# RECORDED DATA
━━━━━━━━━━━━━━━━━━━━

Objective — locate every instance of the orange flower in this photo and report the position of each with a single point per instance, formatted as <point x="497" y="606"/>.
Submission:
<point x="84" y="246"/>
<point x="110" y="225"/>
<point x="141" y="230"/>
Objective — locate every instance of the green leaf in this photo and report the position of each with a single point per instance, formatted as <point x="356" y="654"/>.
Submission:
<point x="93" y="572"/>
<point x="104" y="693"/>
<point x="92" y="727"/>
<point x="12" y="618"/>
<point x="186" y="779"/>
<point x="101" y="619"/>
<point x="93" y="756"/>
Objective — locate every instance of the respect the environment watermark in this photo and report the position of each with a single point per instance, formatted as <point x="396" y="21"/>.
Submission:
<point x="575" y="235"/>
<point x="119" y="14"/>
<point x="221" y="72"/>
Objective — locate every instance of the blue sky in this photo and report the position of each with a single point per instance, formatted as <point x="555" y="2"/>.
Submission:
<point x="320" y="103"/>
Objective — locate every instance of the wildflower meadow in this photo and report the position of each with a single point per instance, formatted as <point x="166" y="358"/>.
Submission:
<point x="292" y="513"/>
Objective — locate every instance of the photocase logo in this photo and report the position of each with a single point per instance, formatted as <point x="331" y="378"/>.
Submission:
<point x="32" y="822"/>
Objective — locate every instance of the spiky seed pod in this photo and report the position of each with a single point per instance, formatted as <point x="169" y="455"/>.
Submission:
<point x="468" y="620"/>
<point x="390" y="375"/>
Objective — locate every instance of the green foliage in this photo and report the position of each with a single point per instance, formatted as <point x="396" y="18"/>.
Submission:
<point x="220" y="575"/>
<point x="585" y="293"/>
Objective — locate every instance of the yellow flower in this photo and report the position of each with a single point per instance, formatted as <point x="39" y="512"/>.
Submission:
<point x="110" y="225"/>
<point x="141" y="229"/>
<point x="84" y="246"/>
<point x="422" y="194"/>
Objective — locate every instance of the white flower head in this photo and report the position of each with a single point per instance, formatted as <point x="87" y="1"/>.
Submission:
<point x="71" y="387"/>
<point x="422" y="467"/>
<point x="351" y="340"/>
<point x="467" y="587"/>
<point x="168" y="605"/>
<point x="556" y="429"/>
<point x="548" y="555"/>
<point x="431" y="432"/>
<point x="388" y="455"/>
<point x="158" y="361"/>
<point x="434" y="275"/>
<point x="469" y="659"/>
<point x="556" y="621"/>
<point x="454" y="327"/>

━━━━━━━━━━━━━━━━━━━━

# SHORT EXERCISE
Copy the entries from the line holding "Objective — locate every instance of the yellow" through the end of the entries, inclusive, keeping each request as it stands. In the answers, add 105 to every x and y coordinate.

# REPLY
Objective — locate every instance of the yellow flower in this photo and report the position of each with a single point per instance, formatted as <point x="39" y="512"/>.
Submission:
<point x="215" y="330"/>
<point x="246" y="334"/>
<point x="189" y="351"/>
<point x="527" y="299"/>
Objective — locate every instance of the white flower head in this photo and report the position of each with a single point per instance, formatted as <point x="87" y="1"/>.
Submission:
<point x="176" y="492"/>
<point x="527" y="572"/>
<point x="456" y="445"/>
<point x="572" y="692"/>
<point x="273" y="710"/>
<point x="661" y="534"/>
<point x="653" y="660"/>
<point x="536" y="537"/>
<point x="493" y="560"/>
<point x="263" y="466"/>
<point x="539" y="380"/>
<point x="574" y="764"/>
<point x="661" y="726"/>
<point x="559" y="432"/>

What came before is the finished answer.